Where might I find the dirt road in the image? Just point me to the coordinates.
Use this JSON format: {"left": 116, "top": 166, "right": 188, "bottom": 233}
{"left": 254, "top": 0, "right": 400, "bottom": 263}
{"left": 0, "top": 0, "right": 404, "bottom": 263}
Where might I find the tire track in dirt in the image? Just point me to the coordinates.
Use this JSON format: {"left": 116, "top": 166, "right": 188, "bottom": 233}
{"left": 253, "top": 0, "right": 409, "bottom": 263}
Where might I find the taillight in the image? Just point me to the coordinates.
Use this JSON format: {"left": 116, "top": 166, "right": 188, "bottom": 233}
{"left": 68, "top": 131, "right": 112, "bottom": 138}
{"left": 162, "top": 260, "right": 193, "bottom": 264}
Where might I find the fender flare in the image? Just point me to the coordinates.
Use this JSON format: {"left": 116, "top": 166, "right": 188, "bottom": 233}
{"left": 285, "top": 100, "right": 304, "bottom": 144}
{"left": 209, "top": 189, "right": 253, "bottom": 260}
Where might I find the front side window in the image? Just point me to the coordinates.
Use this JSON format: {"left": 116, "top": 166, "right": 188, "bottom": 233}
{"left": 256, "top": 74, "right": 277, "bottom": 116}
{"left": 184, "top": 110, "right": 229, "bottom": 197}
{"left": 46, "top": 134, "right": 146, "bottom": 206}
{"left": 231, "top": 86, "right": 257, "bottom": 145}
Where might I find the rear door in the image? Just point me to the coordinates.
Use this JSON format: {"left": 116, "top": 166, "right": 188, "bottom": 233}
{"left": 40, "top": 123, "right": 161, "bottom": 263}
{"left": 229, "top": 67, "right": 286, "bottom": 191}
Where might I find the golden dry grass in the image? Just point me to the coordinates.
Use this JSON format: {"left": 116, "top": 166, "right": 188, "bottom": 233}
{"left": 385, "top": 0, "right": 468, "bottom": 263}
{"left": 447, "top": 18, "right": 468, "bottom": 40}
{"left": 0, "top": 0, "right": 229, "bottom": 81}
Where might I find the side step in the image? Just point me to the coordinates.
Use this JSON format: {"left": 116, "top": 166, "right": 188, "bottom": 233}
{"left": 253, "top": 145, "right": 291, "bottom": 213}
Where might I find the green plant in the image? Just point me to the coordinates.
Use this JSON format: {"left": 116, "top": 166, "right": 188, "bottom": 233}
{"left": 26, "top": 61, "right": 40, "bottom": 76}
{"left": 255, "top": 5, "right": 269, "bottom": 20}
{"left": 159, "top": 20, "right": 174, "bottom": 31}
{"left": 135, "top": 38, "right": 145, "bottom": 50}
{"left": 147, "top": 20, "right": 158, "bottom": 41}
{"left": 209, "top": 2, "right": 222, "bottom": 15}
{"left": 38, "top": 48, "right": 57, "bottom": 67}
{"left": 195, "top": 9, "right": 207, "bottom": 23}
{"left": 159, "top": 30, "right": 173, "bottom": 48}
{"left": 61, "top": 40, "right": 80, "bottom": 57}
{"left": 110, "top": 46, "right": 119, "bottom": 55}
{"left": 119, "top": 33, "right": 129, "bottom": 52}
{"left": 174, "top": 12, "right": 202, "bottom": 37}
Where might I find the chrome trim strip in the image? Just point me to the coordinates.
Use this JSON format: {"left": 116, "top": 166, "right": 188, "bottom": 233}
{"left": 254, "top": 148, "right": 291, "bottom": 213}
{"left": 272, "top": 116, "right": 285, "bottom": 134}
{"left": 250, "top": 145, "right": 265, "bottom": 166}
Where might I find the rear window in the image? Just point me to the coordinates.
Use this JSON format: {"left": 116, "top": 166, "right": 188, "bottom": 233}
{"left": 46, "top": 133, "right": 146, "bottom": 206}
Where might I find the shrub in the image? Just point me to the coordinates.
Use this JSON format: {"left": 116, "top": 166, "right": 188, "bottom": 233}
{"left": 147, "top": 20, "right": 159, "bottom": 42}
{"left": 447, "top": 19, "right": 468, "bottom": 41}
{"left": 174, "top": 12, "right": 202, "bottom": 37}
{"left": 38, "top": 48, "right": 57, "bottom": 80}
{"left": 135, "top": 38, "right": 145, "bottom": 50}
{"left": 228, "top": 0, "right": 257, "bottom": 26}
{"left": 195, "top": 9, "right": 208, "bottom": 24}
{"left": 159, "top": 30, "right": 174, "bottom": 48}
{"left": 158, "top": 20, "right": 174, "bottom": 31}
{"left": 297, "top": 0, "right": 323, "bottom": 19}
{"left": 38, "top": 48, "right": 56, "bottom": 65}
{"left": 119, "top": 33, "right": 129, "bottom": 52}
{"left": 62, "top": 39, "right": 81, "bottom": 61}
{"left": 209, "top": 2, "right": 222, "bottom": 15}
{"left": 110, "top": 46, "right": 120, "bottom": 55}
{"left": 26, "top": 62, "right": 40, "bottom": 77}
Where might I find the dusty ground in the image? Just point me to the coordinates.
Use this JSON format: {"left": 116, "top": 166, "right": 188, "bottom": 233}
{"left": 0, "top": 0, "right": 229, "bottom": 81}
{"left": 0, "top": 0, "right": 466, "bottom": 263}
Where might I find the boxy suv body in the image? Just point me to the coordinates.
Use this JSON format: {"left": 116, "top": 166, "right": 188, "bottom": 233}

════════

Work order:
Copy out precisely the lines from the line with "Where might I find the tire" to the line with "Where might I find the rear door" in the material above, including those two lines and omitting all the rest.

Task response:
Where might I find the tire track in dirt in the image? Just point me to the coordinates.
Use this JSON format: {"left": 116, "top": 166, "right": 188, "bottom": 233}
{"left": 253, "top": 0, "right": 409, "bottom": 263}
Where might I find the taillight in the image? Just point me to the coordinates.
Use this JSON format: {"left": 116, "top": 166, "right": 188, "bottom": 233}
{"left": 68, "top": 131, "right": 112, "bottom": 138}
{"left": 162, "top": 260, "right": 193, "bottom": 264}
Where might I find the fender flare in the image? Just point me to the coordinates.
Use this JSON format: {"left": 116, "top": 166, "right": 188, "bottom": 233}
{"left": 285, "top": 100, "right": 304, "bottom": 144}
{"left": 209, "top": 189, "right": 253, "bottom": 260}
Where might I find the front side window in the image? Just point me to the coordinates.
Use this JSON format: {"left": 116, "top": 166, "right": 188, "bottom": 233}
{"left": 256, "top": 74, "right": 277, "bottom": 116}
{"left": 184, "top": 110, "right": 229, "bottom": 197}
{"left": 46, "top": 134, "right": 146, "bottom": 206}
{"left": 231, "top": 86, "right": 257, "bottom": 145}
Where might I find the rear door in the image? Just point me to the coordinates.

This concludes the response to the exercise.